Aim 1 |
In the street-metrics passage, what happens when a command is run without the --help flag?

** start of Source passage **

As can be seen there are various options (the explanation for each of these options is in the Street Curvatures section). Note that the information printed also shows what will be used as the default value in case the user does not override it. The same --help flag applies to all other commands.

Finally, note that not providing the --help flag will actually trigger the execution of the command, using all the defaults that were not overriden.

$ python street-metrics   # Executes command with defaults parameters

Generate Regions from Google Maps

Initial impressions of the street and boundary data

The original street data and boundary shared by Dr. Teshima and Dr. Yamasaki are shown in the image below (not sure why there's a missing square on the bottom left, but that is part of the street data itself).

** end of Source passage **

Aim 2 |
From the records, write out the lines from the line with "In the picture above, where can the black light" to the line with "(536, 1099)", both included, and nothing else.

** start of Given data **

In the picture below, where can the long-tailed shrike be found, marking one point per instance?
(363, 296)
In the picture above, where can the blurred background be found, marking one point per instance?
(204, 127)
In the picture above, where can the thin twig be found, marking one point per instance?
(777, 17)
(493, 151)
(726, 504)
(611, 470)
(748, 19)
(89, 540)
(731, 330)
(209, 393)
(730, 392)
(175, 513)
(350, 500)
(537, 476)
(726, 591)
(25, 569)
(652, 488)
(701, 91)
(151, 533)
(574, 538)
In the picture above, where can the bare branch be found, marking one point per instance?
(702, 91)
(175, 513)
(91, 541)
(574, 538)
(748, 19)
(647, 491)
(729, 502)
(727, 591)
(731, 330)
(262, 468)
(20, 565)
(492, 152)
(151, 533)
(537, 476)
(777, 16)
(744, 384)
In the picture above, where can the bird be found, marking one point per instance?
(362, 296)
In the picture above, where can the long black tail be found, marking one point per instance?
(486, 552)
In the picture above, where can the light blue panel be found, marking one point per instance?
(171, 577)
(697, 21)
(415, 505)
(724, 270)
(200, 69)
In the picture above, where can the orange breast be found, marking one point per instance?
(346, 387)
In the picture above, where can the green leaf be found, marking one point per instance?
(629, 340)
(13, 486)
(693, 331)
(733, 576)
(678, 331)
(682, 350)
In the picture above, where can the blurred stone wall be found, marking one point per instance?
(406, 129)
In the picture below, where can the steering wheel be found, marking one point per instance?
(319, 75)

** end of Given data **
** start of Given data **

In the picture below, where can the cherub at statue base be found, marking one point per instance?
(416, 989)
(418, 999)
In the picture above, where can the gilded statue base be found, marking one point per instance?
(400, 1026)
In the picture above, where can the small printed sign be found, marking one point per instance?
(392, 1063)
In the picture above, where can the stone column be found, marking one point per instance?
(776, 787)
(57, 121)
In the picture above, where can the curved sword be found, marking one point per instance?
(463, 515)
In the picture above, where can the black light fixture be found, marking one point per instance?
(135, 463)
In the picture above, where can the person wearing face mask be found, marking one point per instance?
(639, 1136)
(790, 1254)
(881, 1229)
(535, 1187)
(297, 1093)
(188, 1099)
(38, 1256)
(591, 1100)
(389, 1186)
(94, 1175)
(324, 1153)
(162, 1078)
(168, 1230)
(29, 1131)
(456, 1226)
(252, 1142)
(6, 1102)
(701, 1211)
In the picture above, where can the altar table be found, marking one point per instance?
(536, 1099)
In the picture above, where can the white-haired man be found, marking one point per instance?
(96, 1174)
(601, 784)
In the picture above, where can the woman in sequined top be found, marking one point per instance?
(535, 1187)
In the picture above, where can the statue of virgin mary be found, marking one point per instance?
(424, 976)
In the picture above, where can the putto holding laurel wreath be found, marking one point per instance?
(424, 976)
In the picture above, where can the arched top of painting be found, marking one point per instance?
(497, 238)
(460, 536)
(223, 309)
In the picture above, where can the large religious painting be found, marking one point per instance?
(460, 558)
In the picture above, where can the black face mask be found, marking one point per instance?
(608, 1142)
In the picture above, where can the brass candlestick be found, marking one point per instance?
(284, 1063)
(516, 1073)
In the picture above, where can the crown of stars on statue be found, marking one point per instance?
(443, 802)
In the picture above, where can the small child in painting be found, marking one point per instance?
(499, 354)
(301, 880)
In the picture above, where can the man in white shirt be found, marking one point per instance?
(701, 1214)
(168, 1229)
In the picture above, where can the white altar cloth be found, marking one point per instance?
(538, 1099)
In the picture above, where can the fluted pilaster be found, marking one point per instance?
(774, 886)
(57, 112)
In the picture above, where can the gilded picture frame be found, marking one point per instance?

** end of Given data **
** start of Given data **

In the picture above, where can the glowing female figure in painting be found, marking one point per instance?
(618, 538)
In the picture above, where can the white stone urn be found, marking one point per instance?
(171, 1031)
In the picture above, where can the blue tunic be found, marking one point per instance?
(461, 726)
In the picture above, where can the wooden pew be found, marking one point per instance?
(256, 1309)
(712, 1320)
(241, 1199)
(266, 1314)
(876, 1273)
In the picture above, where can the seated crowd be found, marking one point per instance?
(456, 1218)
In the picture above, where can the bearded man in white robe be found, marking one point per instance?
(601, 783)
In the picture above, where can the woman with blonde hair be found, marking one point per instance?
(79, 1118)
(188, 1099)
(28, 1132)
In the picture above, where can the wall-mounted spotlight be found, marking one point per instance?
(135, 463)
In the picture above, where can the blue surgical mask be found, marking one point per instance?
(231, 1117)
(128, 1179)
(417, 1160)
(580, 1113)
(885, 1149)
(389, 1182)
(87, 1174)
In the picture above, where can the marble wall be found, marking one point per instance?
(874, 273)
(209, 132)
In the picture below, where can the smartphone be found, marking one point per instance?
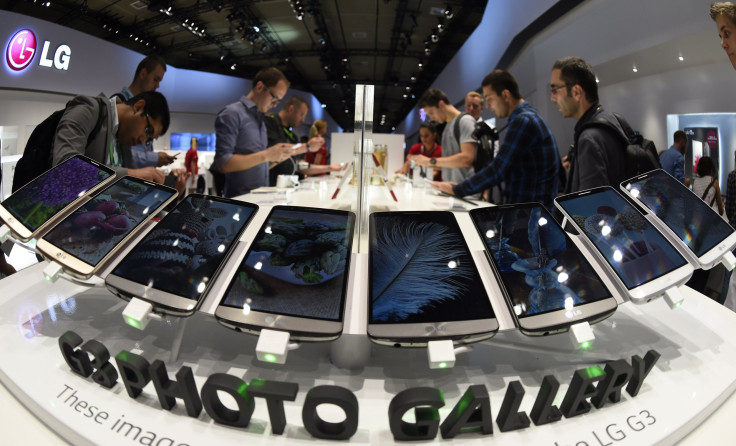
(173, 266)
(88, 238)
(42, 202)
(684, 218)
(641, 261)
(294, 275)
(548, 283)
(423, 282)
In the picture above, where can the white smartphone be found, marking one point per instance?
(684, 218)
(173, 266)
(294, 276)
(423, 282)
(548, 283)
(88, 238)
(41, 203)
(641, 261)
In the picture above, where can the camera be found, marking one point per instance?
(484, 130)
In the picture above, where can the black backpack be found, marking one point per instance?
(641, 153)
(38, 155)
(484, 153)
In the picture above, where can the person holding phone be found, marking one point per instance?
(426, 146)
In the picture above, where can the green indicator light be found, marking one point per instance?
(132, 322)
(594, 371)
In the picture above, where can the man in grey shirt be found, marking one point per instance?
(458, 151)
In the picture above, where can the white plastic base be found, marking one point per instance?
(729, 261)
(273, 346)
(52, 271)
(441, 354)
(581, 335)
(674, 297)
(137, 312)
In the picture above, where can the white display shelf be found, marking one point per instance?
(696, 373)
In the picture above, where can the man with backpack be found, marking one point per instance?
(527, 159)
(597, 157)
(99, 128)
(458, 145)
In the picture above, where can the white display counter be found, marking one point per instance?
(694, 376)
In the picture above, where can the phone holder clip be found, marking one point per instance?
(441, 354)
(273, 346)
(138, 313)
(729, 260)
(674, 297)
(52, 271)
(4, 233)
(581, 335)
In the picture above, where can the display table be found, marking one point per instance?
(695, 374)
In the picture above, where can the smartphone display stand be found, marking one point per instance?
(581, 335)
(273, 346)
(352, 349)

** end of Given data **

Output 1 |
The command actually runs, using all the default values that were not overridden.

Output 2 |
In the picture above, where can the black light fixture be found, marking one point per instance?
(135, 463)
In the picture above, where can the person wearing face mask be found, marking one point per instance?
(639, 1136)
(790, 1254)
(881, 1229)
(535, 1187)
(297, 1093)
(188, 1099)
(38, 1256)
(591, 1100)
(389, 1186)
(94, 1175)
(324, 1153)
(162, 1078)
(168, 1230)
(29, 1131)
(456, 1226)
(252, 1142)
(6, 1102)
(701, 1211)
In the picture above, where can the altar table be found, marking one point per instance?
(536, 1099)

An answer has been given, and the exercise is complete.